Passage to read ▸

----------

If you're a fan of massive fantasy-adventure epics and you have never heard the name, you are missing so much. I first came across Williams three years ago, when I read Tailchaser's Song, which is about cats and clearly influenced the Erin Hunters of Warriors. Tailchaser's Song amazed me, but I wasn't very proactive in finding other books of his (too enraptured at that time by Deeper by Roderick Gordon, perhaps). But about a year ago, I started searching for more Tad Williams books, and I found quite a lot. He hasn't written as much as Terry Pratchett, but Williams' books are all far longer. (Example: My copy of The Dragonbone Chair is 766 pages long, not counting the various introductions and forwards and the appendix with character lists, place names, things, creatures, pronunciation guides, translations...)
Now, I may disappoint by admitting that my experience of Tolkien is basically nonexistent. No, I have not read The Lord of the Rings. Yes, I read The Hobbit--half of it--before being so utterly bored that I could not go on (which almost never happens to me). But I feel like Williams' books are probably like TLotR, since so many people say that they are. Besides, I may not have read the classic fantasy series, but I do know a little of it, so infused with it is our culture.
Maps! Languages! Dragons! Elves! Adventures! Trolls!
Lots of people associate those words with Tolkien. They should also be associated with Williams--at least The Dragonbone Chair.
My introduction may outdo the rest of the review in length, so I shall shut up and get to the summary soon. As a last word, this is only my second Williams, so my style of praise may seem weird--like I've actually read everything he's written, which I absolutely have not. But I can't imagine him writing a bad book, so...I'm justified.
Osten Ard. The known world. The huge empire united and ruled by King John Presbyter when he was still a young man. It is a land of many countries and people: To the south is Nascadu, Wran, Thrithings, Nabban, and Perdruin. To the north, Hernystir, Rimmersgard, and Yiqanuc. John rules his vast empire from the Hayholt, an ancient, ancient castle in Erkynland. The Hayholt has had several mortal kings, but before that, it was called Asu'a, and ruled by the Sithi--Osten Ard's elves. But, humans being as they are, the Sithi were slowly wiped from their lands--Asu'a fell to a Rimmersgard king, and both the Sithi and their Hernystiri allies suffered great losses in battles during the Sithi's last great days. Now the elves are in hiding; some say that they are gone altogether. But Osten Ard is happy and perfect under John's rule. How could a man who killed the terrible dragon Shurakai and saved his people not rule well?

----------

Source data ▸
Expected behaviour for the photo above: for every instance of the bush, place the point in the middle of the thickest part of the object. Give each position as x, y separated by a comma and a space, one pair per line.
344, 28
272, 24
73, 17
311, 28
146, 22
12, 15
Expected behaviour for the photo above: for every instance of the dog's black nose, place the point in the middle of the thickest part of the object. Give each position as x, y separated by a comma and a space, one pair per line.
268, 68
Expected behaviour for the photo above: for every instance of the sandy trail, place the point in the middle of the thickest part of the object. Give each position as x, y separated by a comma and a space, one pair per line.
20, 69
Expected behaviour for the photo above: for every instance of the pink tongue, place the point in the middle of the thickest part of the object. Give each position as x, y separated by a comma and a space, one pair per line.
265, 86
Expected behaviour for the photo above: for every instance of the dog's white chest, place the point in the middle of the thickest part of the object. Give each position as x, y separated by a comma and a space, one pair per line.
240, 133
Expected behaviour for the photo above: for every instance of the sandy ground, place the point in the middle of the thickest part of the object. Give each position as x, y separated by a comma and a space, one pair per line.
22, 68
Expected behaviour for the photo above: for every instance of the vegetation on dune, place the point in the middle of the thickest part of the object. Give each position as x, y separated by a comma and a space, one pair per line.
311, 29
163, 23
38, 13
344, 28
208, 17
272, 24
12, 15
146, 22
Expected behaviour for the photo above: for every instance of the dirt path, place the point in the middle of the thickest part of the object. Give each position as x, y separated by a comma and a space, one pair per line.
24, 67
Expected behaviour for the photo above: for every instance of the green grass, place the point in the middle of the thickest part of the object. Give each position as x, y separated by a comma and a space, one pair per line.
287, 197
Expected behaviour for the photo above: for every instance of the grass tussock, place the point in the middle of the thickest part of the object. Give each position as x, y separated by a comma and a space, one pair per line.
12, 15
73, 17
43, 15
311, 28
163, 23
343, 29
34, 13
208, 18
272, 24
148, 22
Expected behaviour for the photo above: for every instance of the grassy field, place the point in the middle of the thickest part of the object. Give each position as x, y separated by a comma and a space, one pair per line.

----------

Problems to work on ▸
1: From the review of The Dragonbone Chair, reproduce word for word the passage that begins with the words containing "My introduction may" and ends with "book, so...I'm justified.".
2: Carry on the review of The Dragonbone Chair, beginning right after its final sentence.
The records do not need to be consulted.

Responses by item number ▸
1:
My introduction may outdo the rest of the review in length, so I shall shut up and get to the summary soon. As a last word, this is only my second Williams, so my style of praise may seem weird--like I've actually read everything he's written, which I absolutely have not. But I can't imagine him writing a bad book, so...I'm justified.

2:
Unfortunately, John is dying. He has lived to an absurd age, but his time has come, and soon the great Dragonbone Chair will be passed on to the eldest of his two sons, Elias.
Simon is a castle scullion, fourteen years old, uneducated, and dreaming of a soldier's glory. Under the watchful eye of Rachel the Dragon, Mistress of Chambermaids, he's frequently caught being idle, and consequently beaten. Simon loves going to see old Doctor Morgenes, a man who Simon just knows is a wizard of some sort, and, hardly able to believe his luck, Simon ends up apprenticed to Morgenes--spending most of his time learning to read (not doing magic).
But with John's death comes terrible change. Elias takes over as High King, bringing with him his homesick daughter, Miriamele, his eerie "priest" companion, Pryrates, and a host of bad decisions. Elias taxes to poverty not only other countries of Osten Ard but also baronies of Erkynland. His younger brother, Prince Josua of Naglimund, ends up in the dungeons for seemingly no reason at all. Day and night, Pryrates seems to be whispering in his ear. And, topping off everything else, the Storm King--Ineluki--of the Norns, a strange race dwelling in the far, far north, is, after five hundred years, rising again...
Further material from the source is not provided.